begin SOURCE MATERIAL

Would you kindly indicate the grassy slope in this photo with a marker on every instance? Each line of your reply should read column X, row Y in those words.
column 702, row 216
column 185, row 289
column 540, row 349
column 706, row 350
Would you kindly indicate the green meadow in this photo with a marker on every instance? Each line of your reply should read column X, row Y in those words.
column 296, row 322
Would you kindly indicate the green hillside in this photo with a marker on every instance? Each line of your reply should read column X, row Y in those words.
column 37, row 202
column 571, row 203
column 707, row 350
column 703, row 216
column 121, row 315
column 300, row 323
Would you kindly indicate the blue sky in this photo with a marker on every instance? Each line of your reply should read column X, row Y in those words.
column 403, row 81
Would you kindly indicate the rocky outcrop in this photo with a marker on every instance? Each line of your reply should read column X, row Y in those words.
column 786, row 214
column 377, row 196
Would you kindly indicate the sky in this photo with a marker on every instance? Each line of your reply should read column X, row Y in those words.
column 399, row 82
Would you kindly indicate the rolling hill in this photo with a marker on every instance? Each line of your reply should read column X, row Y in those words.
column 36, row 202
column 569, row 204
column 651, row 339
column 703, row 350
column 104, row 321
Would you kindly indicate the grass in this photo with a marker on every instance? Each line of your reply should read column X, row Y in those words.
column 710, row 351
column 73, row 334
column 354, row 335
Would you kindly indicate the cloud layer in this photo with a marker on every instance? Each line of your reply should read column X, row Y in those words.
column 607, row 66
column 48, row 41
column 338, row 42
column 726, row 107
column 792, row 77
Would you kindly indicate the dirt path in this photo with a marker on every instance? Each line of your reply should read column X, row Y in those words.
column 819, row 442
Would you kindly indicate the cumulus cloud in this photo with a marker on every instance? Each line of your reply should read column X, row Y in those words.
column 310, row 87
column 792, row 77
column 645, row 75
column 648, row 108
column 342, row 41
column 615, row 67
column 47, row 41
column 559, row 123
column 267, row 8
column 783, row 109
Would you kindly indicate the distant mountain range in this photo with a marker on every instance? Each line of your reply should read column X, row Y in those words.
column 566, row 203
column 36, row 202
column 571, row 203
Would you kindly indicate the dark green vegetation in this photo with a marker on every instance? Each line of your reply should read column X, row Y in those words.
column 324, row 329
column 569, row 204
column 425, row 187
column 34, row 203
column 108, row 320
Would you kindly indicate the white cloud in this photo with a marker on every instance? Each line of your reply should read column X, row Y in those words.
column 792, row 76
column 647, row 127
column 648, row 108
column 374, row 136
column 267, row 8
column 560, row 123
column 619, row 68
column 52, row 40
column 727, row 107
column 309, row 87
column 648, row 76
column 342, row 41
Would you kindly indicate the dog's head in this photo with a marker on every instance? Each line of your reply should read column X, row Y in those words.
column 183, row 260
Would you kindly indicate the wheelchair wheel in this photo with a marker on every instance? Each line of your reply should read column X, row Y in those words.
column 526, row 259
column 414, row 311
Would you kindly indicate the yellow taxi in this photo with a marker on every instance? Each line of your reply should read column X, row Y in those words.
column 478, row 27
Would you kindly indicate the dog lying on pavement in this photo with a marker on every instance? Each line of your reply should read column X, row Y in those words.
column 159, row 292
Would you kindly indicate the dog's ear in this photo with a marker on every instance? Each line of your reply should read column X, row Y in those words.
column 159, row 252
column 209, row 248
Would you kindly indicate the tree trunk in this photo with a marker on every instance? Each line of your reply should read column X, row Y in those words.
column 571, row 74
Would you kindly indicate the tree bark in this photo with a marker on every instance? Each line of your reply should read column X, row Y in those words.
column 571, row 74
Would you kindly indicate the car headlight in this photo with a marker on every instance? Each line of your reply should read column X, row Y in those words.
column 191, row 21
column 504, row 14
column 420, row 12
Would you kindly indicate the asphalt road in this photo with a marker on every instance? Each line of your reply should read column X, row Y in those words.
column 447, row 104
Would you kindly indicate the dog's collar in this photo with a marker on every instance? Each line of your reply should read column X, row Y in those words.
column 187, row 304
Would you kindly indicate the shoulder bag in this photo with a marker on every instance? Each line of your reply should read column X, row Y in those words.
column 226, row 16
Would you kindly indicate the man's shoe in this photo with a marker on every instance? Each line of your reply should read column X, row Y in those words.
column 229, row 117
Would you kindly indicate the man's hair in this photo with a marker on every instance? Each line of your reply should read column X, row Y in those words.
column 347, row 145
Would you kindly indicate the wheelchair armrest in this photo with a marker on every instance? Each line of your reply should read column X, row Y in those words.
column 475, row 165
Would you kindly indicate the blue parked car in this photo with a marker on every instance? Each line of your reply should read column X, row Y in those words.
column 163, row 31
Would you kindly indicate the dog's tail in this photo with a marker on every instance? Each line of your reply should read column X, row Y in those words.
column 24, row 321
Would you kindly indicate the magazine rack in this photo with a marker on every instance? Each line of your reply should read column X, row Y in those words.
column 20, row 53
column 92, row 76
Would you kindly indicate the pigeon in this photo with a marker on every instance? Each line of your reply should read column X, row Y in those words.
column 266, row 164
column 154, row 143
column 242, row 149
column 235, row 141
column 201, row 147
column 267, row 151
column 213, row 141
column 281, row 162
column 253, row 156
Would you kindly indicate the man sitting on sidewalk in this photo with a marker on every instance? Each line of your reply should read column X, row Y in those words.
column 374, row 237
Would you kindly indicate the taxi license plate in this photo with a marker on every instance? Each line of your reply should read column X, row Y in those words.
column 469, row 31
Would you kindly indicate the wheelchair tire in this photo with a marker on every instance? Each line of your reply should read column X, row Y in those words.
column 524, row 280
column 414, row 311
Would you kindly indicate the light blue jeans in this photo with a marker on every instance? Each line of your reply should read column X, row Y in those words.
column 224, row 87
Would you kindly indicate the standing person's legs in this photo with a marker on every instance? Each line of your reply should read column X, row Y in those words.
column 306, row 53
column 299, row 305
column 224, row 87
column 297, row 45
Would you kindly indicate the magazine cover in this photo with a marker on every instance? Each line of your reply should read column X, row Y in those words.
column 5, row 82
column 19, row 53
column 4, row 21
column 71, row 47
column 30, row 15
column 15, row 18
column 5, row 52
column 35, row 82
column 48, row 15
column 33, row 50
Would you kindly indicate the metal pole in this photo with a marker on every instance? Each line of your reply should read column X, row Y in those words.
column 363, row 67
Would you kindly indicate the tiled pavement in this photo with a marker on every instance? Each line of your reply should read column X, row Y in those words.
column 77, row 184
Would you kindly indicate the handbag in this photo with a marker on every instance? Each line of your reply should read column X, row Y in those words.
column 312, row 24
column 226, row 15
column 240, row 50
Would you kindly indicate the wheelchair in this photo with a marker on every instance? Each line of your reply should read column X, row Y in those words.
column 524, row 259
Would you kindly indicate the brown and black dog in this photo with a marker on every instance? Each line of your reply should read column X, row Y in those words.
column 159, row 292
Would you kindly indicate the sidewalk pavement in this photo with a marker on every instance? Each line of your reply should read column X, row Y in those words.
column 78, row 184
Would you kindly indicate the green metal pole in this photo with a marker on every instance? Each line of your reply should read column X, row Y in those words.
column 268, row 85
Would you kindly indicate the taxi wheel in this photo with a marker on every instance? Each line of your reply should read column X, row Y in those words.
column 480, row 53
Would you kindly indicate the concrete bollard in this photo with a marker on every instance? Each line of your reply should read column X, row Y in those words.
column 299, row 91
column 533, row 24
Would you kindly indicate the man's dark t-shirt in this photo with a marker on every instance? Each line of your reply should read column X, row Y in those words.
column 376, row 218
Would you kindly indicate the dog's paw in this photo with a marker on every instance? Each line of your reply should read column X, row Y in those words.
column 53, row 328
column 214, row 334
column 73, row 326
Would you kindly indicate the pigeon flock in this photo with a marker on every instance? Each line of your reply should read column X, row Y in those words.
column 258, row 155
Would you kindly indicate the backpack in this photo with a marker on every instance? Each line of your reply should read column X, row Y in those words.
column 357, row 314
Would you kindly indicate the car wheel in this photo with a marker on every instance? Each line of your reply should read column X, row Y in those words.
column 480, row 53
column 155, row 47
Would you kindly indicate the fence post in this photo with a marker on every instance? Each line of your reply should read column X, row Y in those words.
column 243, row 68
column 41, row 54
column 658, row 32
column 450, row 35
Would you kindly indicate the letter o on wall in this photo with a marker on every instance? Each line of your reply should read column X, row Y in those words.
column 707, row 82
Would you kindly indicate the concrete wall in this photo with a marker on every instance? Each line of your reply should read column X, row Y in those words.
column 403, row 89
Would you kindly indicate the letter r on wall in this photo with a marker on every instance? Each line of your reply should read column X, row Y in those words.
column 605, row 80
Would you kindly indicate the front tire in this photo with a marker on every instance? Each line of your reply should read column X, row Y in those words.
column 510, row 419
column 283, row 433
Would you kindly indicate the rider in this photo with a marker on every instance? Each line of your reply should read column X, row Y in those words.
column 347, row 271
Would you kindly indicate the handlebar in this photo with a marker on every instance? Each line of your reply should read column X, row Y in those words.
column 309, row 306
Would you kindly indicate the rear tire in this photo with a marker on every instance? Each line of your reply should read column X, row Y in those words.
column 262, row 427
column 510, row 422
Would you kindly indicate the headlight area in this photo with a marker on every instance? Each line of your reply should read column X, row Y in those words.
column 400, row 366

end SOURCE MATERIAL

**GOAL**
Starting at the first line of the records and ending at the line that contains "column 296, row 322", render each line as a row of a Markdown table with the columns Row and Line. Number the rows and leave out any blank lines.

**CORRECT ANSWER**
| Row | Line |
|---|---|
| 1 | Would you kindly indicate the grassy slope in this photo with a marker on every instance? Each line of your reply should read column X, row Y in those words. |
| 2 | column 702, row 216 |
| 3 | column 185, row 289 |
| 4 | column 540, row 349 |
| 5 | column 706, row 350 |
| 6 | Would you kindly indicate the green meadow in this photo with a marker on every instance? Each line of your reply should read column X, row Y in those words. |
| 7 | column 296, row 322 |